*** Source information ***

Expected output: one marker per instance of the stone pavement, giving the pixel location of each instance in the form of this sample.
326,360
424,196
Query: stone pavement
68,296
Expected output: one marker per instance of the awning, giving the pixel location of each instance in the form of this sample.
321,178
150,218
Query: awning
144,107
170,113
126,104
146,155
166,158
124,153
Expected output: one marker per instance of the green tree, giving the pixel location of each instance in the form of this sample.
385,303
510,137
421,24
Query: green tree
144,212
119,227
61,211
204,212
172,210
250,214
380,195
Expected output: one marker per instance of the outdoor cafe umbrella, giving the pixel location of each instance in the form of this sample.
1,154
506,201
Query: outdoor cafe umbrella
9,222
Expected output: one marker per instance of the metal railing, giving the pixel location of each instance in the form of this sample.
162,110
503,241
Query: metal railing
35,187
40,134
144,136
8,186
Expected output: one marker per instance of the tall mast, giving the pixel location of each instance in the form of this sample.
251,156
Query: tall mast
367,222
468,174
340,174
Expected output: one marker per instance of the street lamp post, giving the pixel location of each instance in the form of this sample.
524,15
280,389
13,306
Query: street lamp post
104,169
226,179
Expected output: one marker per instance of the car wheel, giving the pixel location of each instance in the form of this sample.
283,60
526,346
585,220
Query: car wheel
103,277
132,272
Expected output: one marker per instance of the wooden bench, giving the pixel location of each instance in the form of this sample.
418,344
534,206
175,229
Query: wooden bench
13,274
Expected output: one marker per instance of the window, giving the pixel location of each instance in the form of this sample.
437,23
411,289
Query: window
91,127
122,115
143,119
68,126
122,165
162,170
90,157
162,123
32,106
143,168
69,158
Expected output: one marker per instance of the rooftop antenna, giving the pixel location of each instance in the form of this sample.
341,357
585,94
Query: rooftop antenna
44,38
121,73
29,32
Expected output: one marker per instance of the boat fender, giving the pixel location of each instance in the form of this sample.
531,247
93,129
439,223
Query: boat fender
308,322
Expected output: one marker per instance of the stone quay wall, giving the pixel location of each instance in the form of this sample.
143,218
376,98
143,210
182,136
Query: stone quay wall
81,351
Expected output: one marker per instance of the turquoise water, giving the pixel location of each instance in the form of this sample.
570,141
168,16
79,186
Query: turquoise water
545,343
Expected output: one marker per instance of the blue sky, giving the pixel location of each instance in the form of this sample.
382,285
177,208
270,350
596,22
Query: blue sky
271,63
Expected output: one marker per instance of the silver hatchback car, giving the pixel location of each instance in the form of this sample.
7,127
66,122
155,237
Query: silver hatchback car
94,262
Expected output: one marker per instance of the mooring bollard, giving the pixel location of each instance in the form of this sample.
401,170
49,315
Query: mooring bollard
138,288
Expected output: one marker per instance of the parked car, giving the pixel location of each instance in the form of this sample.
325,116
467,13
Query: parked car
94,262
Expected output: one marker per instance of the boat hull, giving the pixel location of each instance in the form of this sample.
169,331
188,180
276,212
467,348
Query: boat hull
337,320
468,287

*** End of Source information ***

▶ [Assigned task]:
Using the entries above, please restate each one word for word.

▶ [Solution]:
Expected output: one marker per instance of the stone pavement, giving the pixel location of each instance in the form of this sample.
326,360
424,196
Query: stone pavement
68,296
Expected output: one marker per instance of the awning, giving the pixel location of each instance in the form of this sample.
321,178
150,218
Query: awning
144,107
170,113
126,104
146,155
166,158
124,153
Expected output: one marker per instance of the green tree, giving the pixel location of each instance in the form of this sample.
385,303
510,137
421,24
Query: green tree
144,212
119,227
61,211
204,212
172,210
250,214
380,195
Expected output: one marker per instance of the outdoor cafe umbrella, giving the pixel location of each instance in the form of this sample.
1,154
506,201
Query: outdoor cafe umbrella
9,222
Expected output: one marker per instance of the metal railing, giving the pixel location of each instance in the form of this sample.
162,110
503,241
Query: metal railing
35,187
40,134
144,136
8,186
Expected output: one marker per instance of the tall mast, giving the pixel location of each instance in the form of this sample.
251,156
Query: tall mast
367,222
468,174
340,174
Expected output: one marker per instance of the street lamp post, giving the pixel location of each instance in the form of this sample.
524,15
280,389
13,306
Query: street lamp post
104,169
226,179
Expected output: one marker per instance of the car wheel, giving the pixel location of each instance in the form of this sample.
283,60
526,346
585,220
Query: car wheel
103,277
132,272
Expected output: one marker per instance of the wooden bench, giving the pixel location of each instance in the form of this sample.
418,344
534,206
175,229
Query: wooden bench
13,274
Expected output: one marker per instance of the window, giving the pixel location of each instance in the form of this sample.
437,23
411,289
Query: window
91,127
122,115
143,119
68,126
122,165
162,170
90,157
162,123
32,106
143,168
69,158
Expected output: one marker per instance of the rooftop antenna, giving the pixel location of each instance in the form of this sample.
341,357
585,94
Query: rooftop antenna
44,38
121,73
29,32
Expected output: one marker per instance of the boat fender, giving the pixel location of each instance in the form of this sample.
531,247
93,129
439,223
Query: boat fender
308,322
Expected output: one marker per instance of the stone quay wall, giving the pixel location of each instance in the form of this sample.
143,218
376,98
143,210
182,136
Query: stone quay wall
81,351
Expected output: one marker per instance of the turquoise water, giving the pixel location of each instance in the form of this sample.
570,141
168,16
79,186
Query: turquoise water
545,343
Expected output: one marker per instance of the blue sky, giving the pixel location of each instance in the form of this sample.
382,285
177,208
270,350
596,22
Query: blue sky
271,63
Expected output: one marker per instance of the silver hatchback car, giving the pixel location of each instance in the form of this sample.
7,127
66,122
155,237
Query: silver hatchback car
94,262
Expected output: one marker per instance of the mooring bollard, giving the pixel location of each instance in the form of this sample.
401,170
49,315
Query: mooring bollard
138,288
Expected output: one marker per instance of the parked car, giving the pixel location of each instance in the form of this sample.
325,116
467,13
Query: parked car
94,262
Expected output: one marker per instance of the boat hull, giving the pixel location of each instance in the form of this sample.
169,331
188,180
276,212
467,348
Query: boat hull
337,320
468,287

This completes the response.